TO BE DONE
Rewrite all of the records below, putting "image" wherever "screenshot" appears and keeping everything else the same. Leave the pictures out.
-- start SOURCE MATERIAL --
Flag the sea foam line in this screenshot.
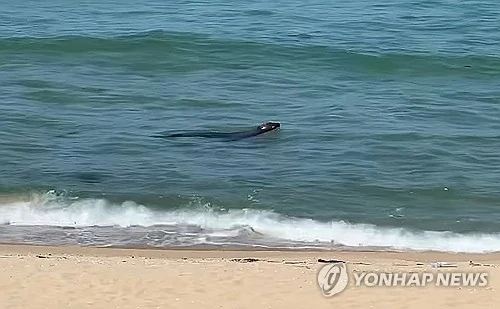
[0,192,500,253]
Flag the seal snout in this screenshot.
[259,121,281,132]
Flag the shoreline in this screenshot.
[0,244,500,309]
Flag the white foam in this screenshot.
[0,192,500,252]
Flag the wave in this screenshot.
[0,192,500,252]
[0,31,500,77]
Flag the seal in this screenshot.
[153,121,281,140]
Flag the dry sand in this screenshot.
[0,245,500,309]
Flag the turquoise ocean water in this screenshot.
[0,0,500,252]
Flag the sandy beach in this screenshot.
[0,245,500,309]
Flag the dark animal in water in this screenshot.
[153,122,280,140]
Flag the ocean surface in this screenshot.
[0,0,500,252]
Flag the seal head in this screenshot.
[257,121,281,134]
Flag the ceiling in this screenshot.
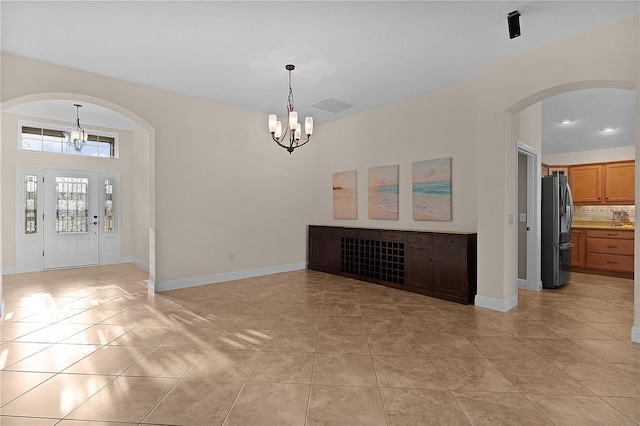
[0,0,640,154]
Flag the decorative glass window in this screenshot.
[104,179,116,232]
[20,126,116,158]
[24,175,38,235]
[56,177,89,234]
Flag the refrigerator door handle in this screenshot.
[566,182,573,229]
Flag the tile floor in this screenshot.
[0,265,640,425]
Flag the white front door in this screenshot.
[43,169,100,269]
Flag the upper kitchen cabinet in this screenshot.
[569,161,635,204]
[604,161,636,204]
[569,164,604,204]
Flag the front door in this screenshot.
[43,169,100,269]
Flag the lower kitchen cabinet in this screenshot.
[571,228,634,278]
[309,225,477,304]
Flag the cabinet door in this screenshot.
[405,243,433,290]
[571,229,585,267]
[323,235,341,272]
[569,164,604,204]
[433,246,468,299]
[604,161,636,204]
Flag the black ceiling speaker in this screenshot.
[507,10,520,38]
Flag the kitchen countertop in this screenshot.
[571,220,634,231]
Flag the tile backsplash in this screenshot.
[573,205,636,224]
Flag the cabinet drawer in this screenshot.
[434,234,465,247]
[587,229,633,240]
[587,238,633,256]
[407,232,433,244]
[358,229,380,240]
[380,231,404,241]
[587,253,633,272]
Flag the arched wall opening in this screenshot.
[0,92,156,286]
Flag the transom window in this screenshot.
[21,126,116,158]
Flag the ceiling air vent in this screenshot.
[311,98,353,113]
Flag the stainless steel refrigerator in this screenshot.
[541,172,573,288]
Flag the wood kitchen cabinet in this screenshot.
[309,226,477,304]
[571,228,634,278]
[569,161,635,204]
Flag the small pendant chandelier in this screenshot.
[269,64,313,154]
[67,104,89,152]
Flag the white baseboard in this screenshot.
[154,262,307,292]
[474,295,518,312]
[2,266,17,275]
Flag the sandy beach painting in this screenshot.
[333,170,358,219]
[412,157,451,220]
[369,165,399,220]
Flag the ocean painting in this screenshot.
[369,165,399,220]
[333,170,358,219]
[412,157,451,220]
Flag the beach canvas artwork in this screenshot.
[412,158,451,220]
[369,165,399,220]
[333,170,358,219]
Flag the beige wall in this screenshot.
[2,114,133,268]
[314,81,478,232]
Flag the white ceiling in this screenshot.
[0,0,640,153]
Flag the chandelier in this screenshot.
[269,64,313,154]
[67,104,89,152]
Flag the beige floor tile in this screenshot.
[109,325,175,347]
[160,326,224,349]
[61,324,133,345]
[316,331,370,354]
[306,385,387,426]
[0,342,50,369]
[211,328,271,351]
[229,313,280,330]
[414,332,485,358]
[273,314,320,331]
[263,330,318,352]
[224,383,310,426]
[373,355,446,389]
[7,343,101,373]
[64,346,152,376]
[0,371,53,408]
[572,340,640,365]
[68,377,177,423]
[554,362,640,397]
[380,388,469,426]
[523,339,602,362]
[122,347,204,378]
[143,379,242,425]
[431,358,517,392]
[2,374,113,419]
[527,394,634,426]
[492,358,593,395]
[468,336,539,360]
[452,391,553,426]
[312,354,378,386]
[185,348,258,381]
[602,396,640,424]
[248,352,314,384]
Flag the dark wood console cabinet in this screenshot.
[308,225,477,304]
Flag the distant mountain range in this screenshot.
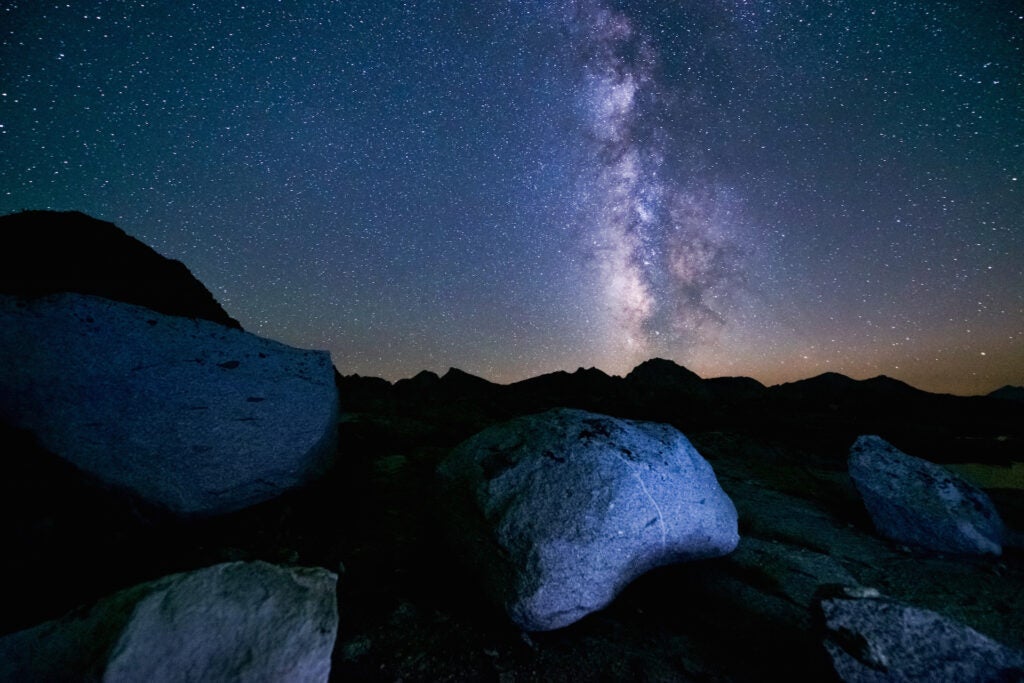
[337,358,1024,462]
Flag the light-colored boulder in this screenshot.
[821,589,1024,683]
[0,562,338,683]
[438,409,739,631]
[0,294,338,515]
[849,436,1006,555]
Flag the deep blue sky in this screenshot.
[0,0,1024,393]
-- end SOURCE MATERIAL --
EXERCISE RESPONSE
Flag the sea foam line in this image.
[0,192,500,253]
Flag the seal snout in this image.
[259,121,281,132]
Flag the shoreline in this image.
[0,244,500,309]
Flag the white foam in this image.
[0,192,500,252]
Flag the wave in this image.
[0,192,500,252]
[0,31,500,77]
Flag the seal in this image.
[153,121,281,140]
Flag the dry sand in this image.
[0,245,500,309]
Flag the turquoise ocean water in this image.
[0,0,500,252]
Flag the sandy beach in this image.
[0,245,500,309]
Flag the dark animal in water in this image.
[153,122,280,140]
Flag the ocean surface in this image.
[0,0,500,252]
Flag the seal head in this image.
[257,121,281,134]
Flag the ceiling in this image.
[0,0,640,154]
Flag the decorative glass window in this image.
[104,179,116,232]
[20,126,116,158]
[24,175,38,235]
[56,177,89,234]
Flag the refrigerator door handle in this image.
[566,182,573,229]
Flag the tile floor in this image.
[0,265,640,425]
Flag the white front door in this image.
[43,169,100,269]
Flag the upper kitchen cabinet in this image.
[569,161,635,204]
[604,161,636,204]
[569,164,604,204]
Flag the front door in this image.
[43,169,100,269]
Flag the lower kitchen cabinet in this image.
[571,228,634,278]
[309,225,477,304]
Flag the cabinet door in this image.
[405,243,433,290]
[571,229,585,267]
[323,235,341,272]
[569,164,604,204]
[433,246,468,299]
[604,161,636,204]
Flag the black ceiling speaker in this image.
[507,10,520,38]
Flag the kitchen countertop in this image.
[571,220,634,231]
Flag the tile backsplash in this image.
[573,205,636,224]
Flag the cabinet drawer in this image.
[434,234,465,247]
[587,229,633,240]
[587,238,633,256]
[407,232,433,244]
[358,229,380,240]
[380,231,404,241]
[587,253,633,272]
Flag the arched wall opening in this image.
[0,92,156,286]
Flag the transom window in this image.
[21,126,116,158]
Flag the ceiling air vent in this image.
[311,98,353,113]
Flag the stainless steel refrigerator in this image.
[541,172,573,288]
Flag the wood kitchen cabinet in this image.
[309,226,477,304]
[571,228,634,278]
[569,161,635,204]
Flag the small pendant chandelier in this image.
[269,64,313,154]
[67,104,89,152]
Flag the white baseboard in this image.
[154,262,307,292]
[474,295,518,312]
[2,266,17,275]
Flag the sandy beach painting in this image.
[333,170,358,219]
[412,157,451,220]
[369,165,399,220]
Flag the ocean painting in this image.
[369,165,399,220]
[333,170,358,219]
[412,157,451,220]
Flag the beach canvas artwork in this image.
[412,158,451,220]
[369,165,399,220]
[333,170,358,219]
Flag the beige wall in this image.
[2,114,133,268]
[314,81,478,232]
Flag the white ceiling in this image.
[0,0,640,153]
Flag the chandelier in this image.
[269,64,313,154]
[67,104,89,152]
Flag the beige floor tile in this image.
[109,325,175,347]
[160,326,224,349]
[61,324,133,345]
[316,331,370,354]
[306,385,387,426]
[0,342,50,369]
[211,328,271,351]
[229,313,280,330]
[414,332,485,358]
[273,314,320,331]
[263,330,318,352]
[224,383,310,426]
[373,355,446,389]
[7,343,101,373]
[64,346,152,376]
[0,371,53,408]
[572,340,640,365]
[68,377,177,423]
[554,362,640,397]
[380,388,469,426]
[523,339,602,362]
[122,347,204,378]
[143,379,242,425]
[431,358,517,392]
[2,374,113,419]
[527,394,634,426]
[492,358,593,395]
[468,336,539,360]
[452,391,553,426]
[312,354,378,386]
[185,348,258,381]
[602,396,640,424]
[248,352,314,384]
Flag the dark wood console cabinet in this image.
[308,225,477,304]
Flag the distant mountain range in this image.
[337,358,1024,462]
Flag the light-colored boulder in this image.
[821,589,1024,683]
[0,562,338,683]
[438,409,739,631]
[0,294,338,515]
[849,436,1006,555]
Flag the deep blue sky in this image.
[0,0,1024,393]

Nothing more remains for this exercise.